New care percentage determinations

  1. Having revoked the existing determinations, the Tribunal must make new percentage of care determinations for Mr Broakes and Miss Jonber under section 50 of the Act.

  2. The Tribunal finds that Mr Broakes provides 60 per cent care of [the child] from 24 September 2021 and Miss Jonber provides 40 per cent care from 1 July 2020.

Date of effect of new care percentage determinations

  1. Section 95N of the Child Support (Registration and Collection) Act 1988 determines the date of effect of a Tribunal decision to set aside a care percentage decision. 

  2. Mr Broakes applied to the Tribunal on 27 March 2022 for a review of the objection decision made by the Child Support Agency on 25 February 2022.  The Tribunal is satisfied Mr Broakes was advised about the outcome of the objection decision by electronic means in a letter from the Child Support Agency dated 25 February 2022.  Given his application to the Tribunal was not within 28 days of receiving notice of this objection decision, the date of effect of any new decision by the Tribunal is the date he applied for review.

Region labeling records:
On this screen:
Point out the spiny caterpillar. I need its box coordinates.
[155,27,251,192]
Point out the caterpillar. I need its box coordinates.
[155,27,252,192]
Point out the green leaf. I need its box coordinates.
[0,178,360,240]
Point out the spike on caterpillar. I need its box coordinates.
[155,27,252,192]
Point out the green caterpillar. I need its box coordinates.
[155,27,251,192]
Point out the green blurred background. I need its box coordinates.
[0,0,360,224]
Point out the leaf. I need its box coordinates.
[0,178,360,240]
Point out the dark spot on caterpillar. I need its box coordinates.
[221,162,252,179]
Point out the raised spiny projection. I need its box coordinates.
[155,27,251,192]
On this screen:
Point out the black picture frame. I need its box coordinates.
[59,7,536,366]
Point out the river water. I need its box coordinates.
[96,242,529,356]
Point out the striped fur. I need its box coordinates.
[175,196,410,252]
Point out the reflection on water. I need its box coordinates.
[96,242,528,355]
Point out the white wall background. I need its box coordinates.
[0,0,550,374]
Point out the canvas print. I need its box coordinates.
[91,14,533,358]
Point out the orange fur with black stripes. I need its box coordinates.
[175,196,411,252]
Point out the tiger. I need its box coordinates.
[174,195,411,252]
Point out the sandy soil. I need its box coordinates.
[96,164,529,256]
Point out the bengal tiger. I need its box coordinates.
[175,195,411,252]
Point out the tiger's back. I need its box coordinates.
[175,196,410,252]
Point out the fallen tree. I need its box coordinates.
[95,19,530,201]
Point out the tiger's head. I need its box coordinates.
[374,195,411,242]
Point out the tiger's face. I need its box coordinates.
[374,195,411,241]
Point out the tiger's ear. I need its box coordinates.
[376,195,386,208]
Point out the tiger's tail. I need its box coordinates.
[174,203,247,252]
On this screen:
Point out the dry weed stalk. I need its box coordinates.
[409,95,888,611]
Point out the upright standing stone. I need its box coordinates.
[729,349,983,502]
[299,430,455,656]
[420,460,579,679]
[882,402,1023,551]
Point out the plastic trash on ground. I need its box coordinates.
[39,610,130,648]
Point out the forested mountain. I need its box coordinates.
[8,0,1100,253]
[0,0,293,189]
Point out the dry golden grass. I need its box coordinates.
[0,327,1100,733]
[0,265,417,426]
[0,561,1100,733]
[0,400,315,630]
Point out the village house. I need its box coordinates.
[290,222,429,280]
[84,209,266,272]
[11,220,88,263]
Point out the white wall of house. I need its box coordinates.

» **Task set**:
a: In the tribunal passage on care percentage determinations, on what date did Mr Broakes apply to the Tribunal for review of the objection decision?
b: Proceed with the tribunal passage on care percentage determinations, writing what comes after its final sentence.

» **Responses for each task**:
a: 27 March 2022.

b:
  3. The Tribunal may extend the 28 days if there are special circumstances that prevented Mr Broakes from applying for review within this period. While the R&C Act does not define special circumstances, the ‘Child Support Guide’ at 4.1.8 provides some clarification. It states the circumstances must be “sufficiently special for the applicant to receive the benefit of an extension”.

  4. Mr Broakes told the Tribunal he was uncertain how to deal with the outcome of the objection decision particularly as the Child Support Agency had also disallowed an earlier care matter he had objected to.  Mr Broakes explained that he sought advice through legal aid to understand the options available to him and then submitted his appeal to the Tribunal.  Mr Broakes said it took some time for him to receive this legal advice.  Miss Jonber said she had no comment to make in relation to the application for review made by Mr Broakes.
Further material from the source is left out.